Could you return the full listing below exactly as it appears?
▽
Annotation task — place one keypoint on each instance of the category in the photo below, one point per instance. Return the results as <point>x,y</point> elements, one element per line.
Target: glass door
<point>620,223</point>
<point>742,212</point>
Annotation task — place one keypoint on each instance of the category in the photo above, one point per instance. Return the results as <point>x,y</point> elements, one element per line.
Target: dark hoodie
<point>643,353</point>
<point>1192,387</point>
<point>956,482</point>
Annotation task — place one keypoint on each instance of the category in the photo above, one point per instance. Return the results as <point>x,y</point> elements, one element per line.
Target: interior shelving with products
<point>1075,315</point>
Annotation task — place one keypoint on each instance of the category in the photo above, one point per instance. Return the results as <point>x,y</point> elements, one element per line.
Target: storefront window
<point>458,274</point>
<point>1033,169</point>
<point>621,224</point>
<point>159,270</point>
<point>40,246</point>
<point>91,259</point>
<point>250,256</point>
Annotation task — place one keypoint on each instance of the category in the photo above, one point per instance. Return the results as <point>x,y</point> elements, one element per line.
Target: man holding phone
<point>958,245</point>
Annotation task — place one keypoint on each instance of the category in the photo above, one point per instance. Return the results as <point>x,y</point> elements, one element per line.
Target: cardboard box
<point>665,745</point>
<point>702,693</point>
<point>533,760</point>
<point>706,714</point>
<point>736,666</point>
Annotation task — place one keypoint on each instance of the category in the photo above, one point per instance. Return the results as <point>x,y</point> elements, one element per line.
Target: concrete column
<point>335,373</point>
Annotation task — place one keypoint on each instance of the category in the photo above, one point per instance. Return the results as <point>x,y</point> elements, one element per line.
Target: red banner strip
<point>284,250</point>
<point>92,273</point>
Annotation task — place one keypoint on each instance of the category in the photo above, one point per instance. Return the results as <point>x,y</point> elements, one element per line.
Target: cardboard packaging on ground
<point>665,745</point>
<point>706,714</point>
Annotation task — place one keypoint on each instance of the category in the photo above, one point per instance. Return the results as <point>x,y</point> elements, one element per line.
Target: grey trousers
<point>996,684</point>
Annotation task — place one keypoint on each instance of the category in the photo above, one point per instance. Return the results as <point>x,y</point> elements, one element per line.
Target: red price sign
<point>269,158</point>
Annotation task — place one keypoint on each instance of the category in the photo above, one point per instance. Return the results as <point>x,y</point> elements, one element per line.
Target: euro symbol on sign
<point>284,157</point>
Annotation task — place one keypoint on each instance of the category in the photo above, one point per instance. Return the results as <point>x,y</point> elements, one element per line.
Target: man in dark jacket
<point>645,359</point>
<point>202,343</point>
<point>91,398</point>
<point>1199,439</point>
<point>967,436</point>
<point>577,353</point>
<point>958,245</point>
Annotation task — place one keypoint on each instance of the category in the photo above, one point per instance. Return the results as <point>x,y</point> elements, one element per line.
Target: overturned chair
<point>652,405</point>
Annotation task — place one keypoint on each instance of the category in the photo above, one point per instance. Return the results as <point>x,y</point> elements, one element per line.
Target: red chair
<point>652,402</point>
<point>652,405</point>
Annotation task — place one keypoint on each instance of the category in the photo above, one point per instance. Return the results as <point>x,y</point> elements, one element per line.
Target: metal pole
△
ANSWER AREA:
Annotation task — place one keypoint on each instance of the category in the photo below, one point per instance. Return the results as <point>x,y</point> elements, one element per line.
Target: glass door
<point>620,223</point>
<point>742,212</point>
Annotation task — place one keypoint on each instance of the category in the photo above, one point per instance. Return the results as <point>x,y</point> elements, one element per line.
Target: dark hoodie
<point>643,353</point>
<point>1192,387</point>
<point>956,482</point>
Annotation task — place one keypoint on each instance of the category in the photo above, one point per instance. Return the results as <point>x,y</point> elements, one element per line.
Target: interior shelving with products
<point>1075,315</point>
Annotation task — place one keypoint on each instance of the category in the photo above, one point per instance. Return the results as <point>x,y</point> elements, one element per line.
Target: storefront window
<point>458,274</point>
<point>1033,169</point>
<point>621,224</point>
<point>159,270</point>
<point>40,246</point>
<point>91,259</point>
<point>250,256</point>
Annotation task — place one keypoint on each instance of the category in the photo above, one point per instance. Return the results as <point>x,y</point> elements, one element per line.
Target: man holding phone
<point>958,245</point>
Annotation task — place one keypoint on each instance of the category in the photo above, one point per instance. Return the results as <point>x,y</point> elements, one element per line.
Target: cardboard box
<point>665,745</point>
<point>702,693</point>
<point>533,760</point>
<point>706,714</point>
<point>736,666</point>
Annotation task — place one keypoint on each instance of the category in the photo above, one point per instance. Return the results as <point>x,y</point> elements, one element per line.
Target: concrete column
<point>335,373</point>
Annotation task — place one keypoint on each instance of the category in the photo above, one point per instance. Return the results as <point>x,y</point> elements, one element per line.
Target: red banner strip
<point>284,250</point>
<point>92,273</point>
Annotation task — place one keypoint on each instance of the category in the photo above, one point per instance. Return the results as <point>x,y</point> elements, one element per line.
Target: cardboard packaging on ground
<point>665,745</point>
<point>706,714</point>
Annotation task — place one keypoint on each instance of the category in the photo above, one point per instance. Return the results as <point>x,y</point> elements, one element per line.
Target: grey trousers
<point>996,684</point>
Annotation task — place one keypoint on each instance of the category in the photo above, one point per instance. Return the results as <point>x,y</point> elements, one element per line.
Target: red price sign
<point>269,158</point>
Annotation task — place one keypoint on each instance of the category in the photo above, one point per instance. Return the results as <point>x,y</point> elements, one element per line.
Target: euro symbol on sign
<point>284,157</point>
Annotation task — place one keypoint on each instance of the category in the photo above, one point per instance. Return the results as <point>x,y</point> elements, one element per line.
Target: man in dark jacket
<point>645,359</point>
<point>202,343</point>
<point>91,398</point>
<point>1199,439</point>
<point>967,436</point>
<point>577,353</point>
<point>958,245</point>
Annotation task — place one keypoint on each instance of the category in the photo above, one point per instance. Return the results as <point>x,y</point> elements, one element per line.
Target: overturned chair
<point>652,405</point>
Annotation task — place one keypoint on each instance of the category in the photo above, one point per instance. Return the results as <point>x,y</point> elements, one element per line.
Target: red chair
<point>652,402</point>
<point>652,405</point>
Annotation task — place one keypoint on each instance of the category in the photo above, one point per instance. Return the results as <point>x,y</point> elements, one element per line.
Target: metal pole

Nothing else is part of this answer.